## Zu erledigende Aufgabe
Gib aus der Debatte über die Kinderbetreuung den Abschnitt von "(Beifall bei der" bis einschließlich "Wahrnahme dieser Aufgabe." wortgetreu wieder.

## Dokumenttext
- - - -
Die Berechnungen, die Herr Pecher angestellt hat, sind in meinen Augen sehr platt und nicht nachvollziehbar.

Ganz kurz zum Mitschreiben für alle. Vielleicht sollten Sie es sich auch hinter die Ohren schreiben: Wir benötigen einen spürbar besseren Betreuungsschlüssel. Das ist nunmal ein Faktum und darf auch nicht am Geld scheitern. Wir verbinden damit kleinere Gruppen, ein größeres Platzangebot, den Abbau überbordender Bürokratie und motivierte Erzieher. Kinder sind ein hohes Gut, das haben Sie heute hier zur Debatte gemacht. Beherzigen Sie das bitte. Sorgen Sie endlich für angemessene Betreuungsschlüssel und lassen Sie auch die Erzieher an diesen Qualitätsverbesserungen teilhaben.

Vielen Dank.

(Beifall bei der AfD)

Nach Herrn Kollegen Wendt könnte jetzt erneut die Fraktion GRÜNE das Wort ergreifen. Gibt es da Redebedarf? – Nein. Dann eröffnen wir eine dritte Rederunde. Kollege Schreiber schreitet jetzt erneut zum Rednerpult.

Sehr geehrter Herr Präsident! Nur ganz kurz: Ich glaube, man muss noch einmal an eines erinnern, ohne dass es in irgendeiner Art und Weise eine Rechtfertigung oder Ausrede ist: Wir reden hier über eine kommunale Pflichtaufgabe. Die Kindertagesbetreuung, die Betreuung im Hort und in der Tagespflege, ist eine kommunale Pflichtaufgabe. Aus diesem Grund ist zuallererst die kommunale Familie verantwortlich. Der Freistaat Sachsen – das ist richtig – gibt den gesetzlichen Rahmen vor und unterstützt die Kommunen auch bei der Wahrnahme dieser Aufgabe.
- - - -
## Einträge aus einem Zeige-Datensatz
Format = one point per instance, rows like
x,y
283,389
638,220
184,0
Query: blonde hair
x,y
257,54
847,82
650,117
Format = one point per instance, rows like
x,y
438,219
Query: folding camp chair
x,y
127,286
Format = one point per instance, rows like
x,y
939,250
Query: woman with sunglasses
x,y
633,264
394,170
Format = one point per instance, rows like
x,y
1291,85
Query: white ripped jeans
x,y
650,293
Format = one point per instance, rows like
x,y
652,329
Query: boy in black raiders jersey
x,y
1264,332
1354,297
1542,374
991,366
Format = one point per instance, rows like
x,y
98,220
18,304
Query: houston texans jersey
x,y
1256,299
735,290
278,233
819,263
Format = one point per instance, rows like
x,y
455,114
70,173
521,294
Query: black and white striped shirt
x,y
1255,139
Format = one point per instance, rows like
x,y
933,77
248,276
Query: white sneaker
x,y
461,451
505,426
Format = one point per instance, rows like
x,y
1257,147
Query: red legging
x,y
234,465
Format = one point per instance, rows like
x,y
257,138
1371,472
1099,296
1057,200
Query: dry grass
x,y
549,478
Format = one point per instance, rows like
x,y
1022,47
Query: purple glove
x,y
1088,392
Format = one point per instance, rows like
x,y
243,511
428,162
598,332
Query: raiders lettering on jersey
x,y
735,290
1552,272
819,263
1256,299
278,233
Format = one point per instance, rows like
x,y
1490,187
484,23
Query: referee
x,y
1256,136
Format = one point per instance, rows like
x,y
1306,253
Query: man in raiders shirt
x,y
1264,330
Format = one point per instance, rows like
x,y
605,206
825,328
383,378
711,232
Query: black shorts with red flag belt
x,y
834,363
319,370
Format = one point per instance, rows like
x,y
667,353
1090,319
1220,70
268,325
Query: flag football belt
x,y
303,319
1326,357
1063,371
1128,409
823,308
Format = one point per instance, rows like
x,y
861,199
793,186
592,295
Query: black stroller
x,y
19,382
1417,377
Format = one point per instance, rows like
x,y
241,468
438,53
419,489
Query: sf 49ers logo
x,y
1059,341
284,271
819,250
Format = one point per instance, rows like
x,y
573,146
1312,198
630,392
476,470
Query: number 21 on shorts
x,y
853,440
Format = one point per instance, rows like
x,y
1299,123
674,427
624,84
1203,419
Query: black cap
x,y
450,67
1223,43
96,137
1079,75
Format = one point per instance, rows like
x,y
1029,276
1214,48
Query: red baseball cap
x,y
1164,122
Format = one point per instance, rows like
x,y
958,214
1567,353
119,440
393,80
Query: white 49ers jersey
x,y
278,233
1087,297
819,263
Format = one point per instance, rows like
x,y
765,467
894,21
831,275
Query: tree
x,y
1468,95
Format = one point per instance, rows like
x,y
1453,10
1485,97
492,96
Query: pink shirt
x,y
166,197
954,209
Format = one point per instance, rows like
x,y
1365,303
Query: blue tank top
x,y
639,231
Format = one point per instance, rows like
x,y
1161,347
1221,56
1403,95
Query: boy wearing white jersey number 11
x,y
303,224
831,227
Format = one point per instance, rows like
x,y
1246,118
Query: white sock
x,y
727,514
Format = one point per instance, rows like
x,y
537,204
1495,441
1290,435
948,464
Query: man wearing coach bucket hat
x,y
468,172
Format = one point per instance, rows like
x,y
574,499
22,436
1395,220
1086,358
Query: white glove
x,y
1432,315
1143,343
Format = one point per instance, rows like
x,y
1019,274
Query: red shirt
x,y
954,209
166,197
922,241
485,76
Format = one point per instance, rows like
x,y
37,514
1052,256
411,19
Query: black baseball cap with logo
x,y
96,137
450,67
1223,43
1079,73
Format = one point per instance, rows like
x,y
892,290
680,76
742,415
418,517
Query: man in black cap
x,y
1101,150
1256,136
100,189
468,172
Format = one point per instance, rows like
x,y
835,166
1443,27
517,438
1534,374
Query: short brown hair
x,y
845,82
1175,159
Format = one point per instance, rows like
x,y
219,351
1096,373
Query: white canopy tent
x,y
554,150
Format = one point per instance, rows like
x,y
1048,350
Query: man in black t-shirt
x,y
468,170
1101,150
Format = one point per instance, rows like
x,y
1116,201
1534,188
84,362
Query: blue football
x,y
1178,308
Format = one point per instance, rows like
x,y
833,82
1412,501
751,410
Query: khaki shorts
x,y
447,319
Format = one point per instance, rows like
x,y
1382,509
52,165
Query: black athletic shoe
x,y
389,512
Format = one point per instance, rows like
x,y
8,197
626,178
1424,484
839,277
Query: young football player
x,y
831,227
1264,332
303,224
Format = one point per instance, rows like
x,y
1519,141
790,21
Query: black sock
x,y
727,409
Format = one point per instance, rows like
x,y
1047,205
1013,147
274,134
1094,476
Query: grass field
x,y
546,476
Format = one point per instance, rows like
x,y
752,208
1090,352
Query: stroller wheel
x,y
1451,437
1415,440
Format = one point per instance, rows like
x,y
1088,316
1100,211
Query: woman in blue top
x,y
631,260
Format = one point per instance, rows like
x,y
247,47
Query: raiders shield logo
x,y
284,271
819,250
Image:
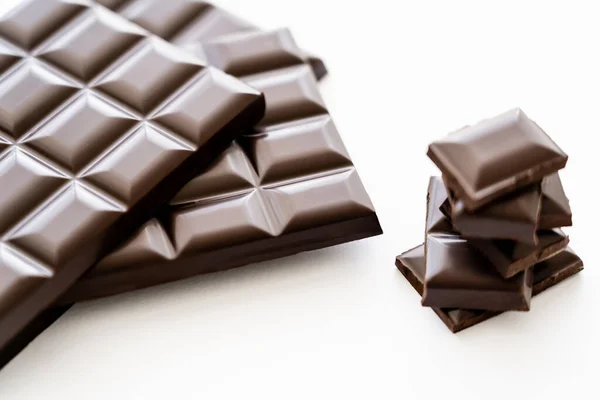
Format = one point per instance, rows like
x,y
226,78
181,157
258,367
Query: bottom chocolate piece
x,y
545,275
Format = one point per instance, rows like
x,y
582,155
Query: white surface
x,y
343,322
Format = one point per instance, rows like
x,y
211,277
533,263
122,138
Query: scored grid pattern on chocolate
x,y
259,188
105,128
195,25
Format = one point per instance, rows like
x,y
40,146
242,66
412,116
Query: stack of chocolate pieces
x,y
146,141
492,235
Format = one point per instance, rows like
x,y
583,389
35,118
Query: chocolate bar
x,y
497,156
211,33
289,187
100,123
286,187
459,276
516,217
545,275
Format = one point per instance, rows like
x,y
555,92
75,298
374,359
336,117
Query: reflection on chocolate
x,y
545,275
495,157
459,276
100,123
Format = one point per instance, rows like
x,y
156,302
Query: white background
x,y
343,322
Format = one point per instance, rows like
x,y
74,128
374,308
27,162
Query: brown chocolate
x,y
497,156
459,276
545,275
101,123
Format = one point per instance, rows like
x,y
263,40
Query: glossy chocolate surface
x,y
287,186
226,41
514,217
459,276
495,157
100,123
545,275
510,257
556,210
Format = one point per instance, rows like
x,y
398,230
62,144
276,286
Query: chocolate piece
x,y
556,211
287,188
510,257
513,217
497,156
226,41
101,122
459,276
545,275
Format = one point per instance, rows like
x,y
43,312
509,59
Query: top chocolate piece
x,y
100,124
497,156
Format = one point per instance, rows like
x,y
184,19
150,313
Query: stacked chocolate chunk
x,y
492,235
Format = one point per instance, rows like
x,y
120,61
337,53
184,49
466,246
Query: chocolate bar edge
x,y
232,257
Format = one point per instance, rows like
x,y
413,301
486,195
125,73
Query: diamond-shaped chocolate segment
x,y
65,222
30,181
164,18
220,224
251,52
33,21
8,55
231,173
4,143
129,170
150,243
213,23
93,43
300,205
28,95
290,93
296,150
19,276
81,131
495,157
147,77
201,111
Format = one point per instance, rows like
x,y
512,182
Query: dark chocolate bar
x,y
497,156
287,187
101,122
515,216
212,33
459,276
545,275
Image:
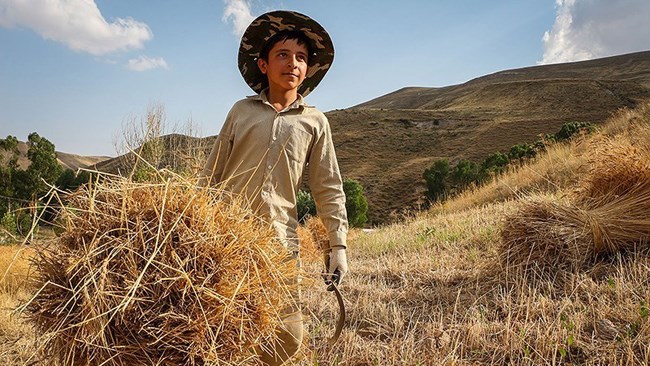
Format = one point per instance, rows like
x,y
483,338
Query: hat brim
x,y
264,27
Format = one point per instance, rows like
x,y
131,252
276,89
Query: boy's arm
x,y
327,189
214,166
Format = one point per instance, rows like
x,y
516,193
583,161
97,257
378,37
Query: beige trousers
x,y
288,342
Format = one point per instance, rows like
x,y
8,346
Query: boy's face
x,y
286,67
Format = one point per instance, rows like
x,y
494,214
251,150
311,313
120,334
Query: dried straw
x,y
609,213
615,168
159,274
554,235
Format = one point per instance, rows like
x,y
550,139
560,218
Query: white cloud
x,y
239,13
144,63
587,29
76,23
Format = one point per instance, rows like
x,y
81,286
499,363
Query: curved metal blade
x,y
339,324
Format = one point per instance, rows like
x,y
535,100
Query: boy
x,y
268,140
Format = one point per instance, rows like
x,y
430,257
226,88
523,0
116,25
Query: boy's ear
x,y
261,63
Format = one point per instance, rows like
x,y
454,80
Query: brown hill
x,y
67,161
387,143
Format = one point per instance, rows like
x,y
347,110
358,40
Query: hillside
x,y
386,143
67,161
435,289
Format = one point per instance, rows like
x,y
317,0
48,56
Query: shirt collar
x,y
299,102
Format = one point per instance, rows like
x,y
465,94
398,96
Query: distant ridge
x,y
66,160
387,142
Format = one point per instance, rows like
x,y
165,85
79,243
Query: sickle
x,y
339,325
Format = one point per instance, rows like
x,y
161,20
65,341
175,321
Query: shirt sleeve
x,y
213,170
327,188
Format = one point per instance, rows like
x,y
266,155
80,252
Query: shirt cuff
x,y
338,239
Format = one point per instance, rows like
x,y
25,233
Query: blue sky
x,y
76,70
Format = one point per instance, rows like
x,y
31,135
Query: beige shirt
x,y
262,153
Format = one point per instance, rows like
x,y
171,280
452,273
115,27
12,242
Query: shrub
x,y
464,174
305,205
8,222
356,203
436,179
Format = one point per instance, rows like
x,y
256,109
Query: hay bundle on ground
x,y
610,213
615,168
159,274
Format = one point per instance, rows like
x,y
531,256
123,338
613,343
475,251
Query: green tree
x,y
43,169
464,173
494,164
305,205
70,181
521,152
356,203
436,178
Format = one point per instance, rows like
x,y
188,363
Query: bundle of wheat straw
x,y
609,214
159,274
615,168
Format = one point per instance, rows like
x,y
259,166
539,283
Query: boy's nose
x,y
293,61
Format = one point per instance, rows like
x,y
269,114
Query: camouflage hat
x,y
264,27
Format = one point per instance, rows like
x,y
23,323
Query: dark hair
x,y
284,35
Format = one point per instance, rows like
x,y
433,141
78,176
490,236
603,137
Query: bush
x,y
436,179
8,222
494,164
569,129
464,174
356,203
305,205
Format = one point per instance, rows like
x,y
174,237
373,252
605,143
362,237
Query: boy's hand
x,y
336,264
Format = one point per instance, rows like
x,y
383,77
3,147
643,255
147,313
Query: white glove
x,y
336,262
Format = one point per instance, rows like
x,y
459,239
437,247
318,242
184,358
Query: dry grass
x,y
159,274
14,268
433,289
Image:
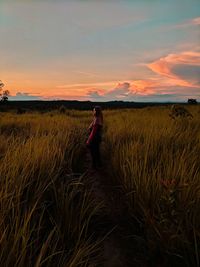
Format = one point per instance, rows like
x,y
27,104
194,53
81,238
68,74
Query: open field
x,y
50,215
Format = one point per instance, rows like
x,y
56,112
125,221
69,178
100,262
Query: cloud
x,y
188,23
165,67
24,96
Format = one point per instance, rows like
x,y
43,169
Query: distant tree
x,y
3,94
179,111
192,101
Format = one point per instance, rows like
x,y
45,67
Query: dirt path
x,y
122,247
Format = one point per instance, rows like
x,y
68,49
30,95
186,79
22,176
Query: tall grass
x,y
48,215
156,160
45,212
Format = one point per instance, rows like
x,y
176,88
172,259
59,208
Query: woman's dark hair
x,y
98,110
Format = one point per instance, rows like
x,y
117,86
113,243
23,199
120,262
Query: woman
x,y
94,139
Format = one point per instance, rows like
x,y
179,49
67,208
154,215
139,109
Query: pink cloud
x,y
165,65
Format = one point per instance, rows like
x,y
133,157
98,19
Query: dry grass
x,y
156,160
46,212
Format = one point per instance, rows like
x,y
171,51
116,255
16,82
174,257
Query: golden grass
x,y
157,161
45,213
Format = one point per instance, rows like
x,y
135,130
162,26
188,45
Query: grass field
x,y
48,216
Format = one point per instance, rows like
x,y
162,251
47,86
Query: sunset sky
x,y
135,50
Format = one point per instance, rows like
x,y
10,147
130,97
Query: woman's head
x,y
97,111
98,115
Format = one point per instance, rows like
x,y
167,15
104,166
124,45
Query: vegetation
x,y
48,216
3,94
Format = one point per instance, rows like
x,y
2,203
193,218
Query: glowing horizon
x,y
101,51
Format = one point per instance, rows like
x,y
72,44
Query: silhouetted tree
x,y
3,94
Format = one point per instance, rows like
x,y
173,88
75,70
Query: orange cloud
x,y
164,66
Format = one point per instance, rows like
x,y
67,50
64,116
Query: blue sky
x,y
101,50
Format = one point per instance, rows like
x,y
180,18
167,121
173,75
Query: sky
x,y
100,50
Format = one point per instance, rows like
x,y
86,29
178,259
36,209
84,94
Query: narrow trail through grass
- - - -
## Lösung der Aufgabe
(Beifall bei der AfD)

Nach Herrn Kollegen Wendt könnte jetzt erneut die Fraktion GRÜNE das Wort ergreifen. Gibt es da Redebedarf? – Nein. Dann eröffnen wir eine dritte Rederunde. Kollege Schreiber schreitet jetzt erneut zum Rednerpult.

Sehr geehrter Herr Präsident! Nur ganz kurz: Ich glaube, man muss noch einmal an eines erinnern, ohne dass es in irgendeiner Art und Weise eine Rechtfertigung oder Ausrede ist: Wir reden hier über eine kommunale Pflichtaufgabe. Die Kindertagesbetreuung, die Betreuung im Hort und in der Tagespflege, ist eine kommunale Pflichtaufgabe. Aus diesem Grund ist zuallererst die kommunale Familie verantwortlich. Der Freistaat Sachsen – das ist richtig – gibt den gesetzlichen Rahmen vor und unterstützt die Kommunen auch bei der Wahrnahme dieser Aufgabe.